# EXERCISE INSTRUCTIONS
Starting at the line that contains "query | gray sneaker" and continuing through the last line, write the lines again with "metal fence" substituted for "metal barrier" and everything else left unchanged.

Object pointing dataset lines
☆ ☆ ☆ ☆ ☆ ☆ ☆

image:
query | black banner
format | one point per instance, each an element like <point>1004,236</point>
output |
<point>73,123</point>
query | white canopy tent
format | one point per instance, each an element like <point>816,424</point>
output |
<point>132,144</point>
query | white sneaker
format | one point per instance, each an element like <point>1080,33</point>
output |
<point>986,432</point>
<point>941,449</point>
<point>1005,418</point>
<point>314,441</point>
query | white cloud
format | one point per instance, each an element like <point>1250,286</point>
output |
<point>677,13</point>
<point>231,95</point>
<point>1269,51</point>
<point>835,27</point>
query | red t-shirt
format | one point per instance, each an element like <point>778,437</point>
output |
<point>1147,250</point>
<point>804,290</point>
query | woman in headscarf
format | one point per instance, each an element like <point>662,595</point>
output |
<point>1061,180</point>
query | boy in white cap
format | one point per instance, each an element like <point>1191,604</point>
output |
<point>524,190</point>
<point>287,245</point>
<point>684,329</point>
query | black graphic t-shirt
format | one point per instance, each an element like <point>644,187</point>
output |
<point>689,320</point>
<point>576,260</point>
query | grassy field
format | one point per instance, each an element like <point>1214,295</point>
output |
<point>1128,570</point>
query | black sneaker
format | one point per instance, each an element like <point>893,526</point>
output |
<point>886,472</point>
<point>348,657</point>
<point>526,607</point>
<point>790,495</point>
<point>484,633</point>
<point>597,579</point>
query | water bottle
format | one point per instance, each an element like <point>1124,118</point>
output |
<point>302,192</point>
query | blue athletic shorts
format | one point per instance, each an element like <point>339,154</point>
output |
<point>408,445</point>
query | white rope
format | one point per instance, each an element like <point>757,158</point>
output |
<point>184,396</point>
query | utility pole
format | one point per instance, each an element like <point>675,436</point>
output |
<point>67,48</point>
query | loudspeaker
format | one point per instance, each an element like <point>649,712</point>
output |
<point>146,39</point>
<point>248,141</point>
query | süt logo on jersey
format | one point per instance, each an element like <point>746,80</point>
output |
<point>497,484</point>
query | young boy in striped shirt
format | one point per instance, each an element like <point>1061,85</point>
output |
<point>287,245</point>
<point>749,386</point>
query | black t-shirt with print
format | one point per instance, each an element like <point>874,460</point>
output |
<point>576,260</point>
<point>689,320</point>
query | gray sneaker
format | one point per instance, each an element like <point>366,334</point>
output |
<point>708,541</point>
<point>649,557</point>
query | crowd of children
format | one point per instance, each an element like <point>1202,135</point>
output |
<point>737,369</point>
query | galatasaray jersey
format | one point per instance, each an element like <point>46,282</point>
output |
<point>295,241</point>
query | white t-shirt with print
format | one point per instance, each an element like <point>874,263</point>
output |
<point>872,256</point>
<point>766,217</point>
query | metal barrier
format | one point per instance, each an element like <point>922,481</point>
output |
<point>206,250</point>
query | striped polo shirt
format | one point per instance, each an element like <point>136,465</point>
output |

☆ ☆ ☆ ☆ ☆ ☆ ☆

# FINAL RESULT
query | gray sneaker
format | one point per instance, each an element like <point>366,334</point>
output |
<point>708,541</point>
<point>649,557</point>
query | crowd of children
format | one point per instance, each an element like <point>1202,135</point>
output |
<point>737,369</point>
query | galatasaray jersey
format | one point per instance, each an element like <point>46,282</point>
output |
<point>295,241</point>
query | white t-shirt with print
format | one point per instance, each an element like <point>874,263</point>
output |
<point>872,256</point>
<point>766,217</point>
query | metal fence
format | one point per instance, each an element like <point>922,481</point>
output |
<point>206,250</point>
query | striped polo shirt
format | one point per instance, each an element like <point>136,465</point>
output |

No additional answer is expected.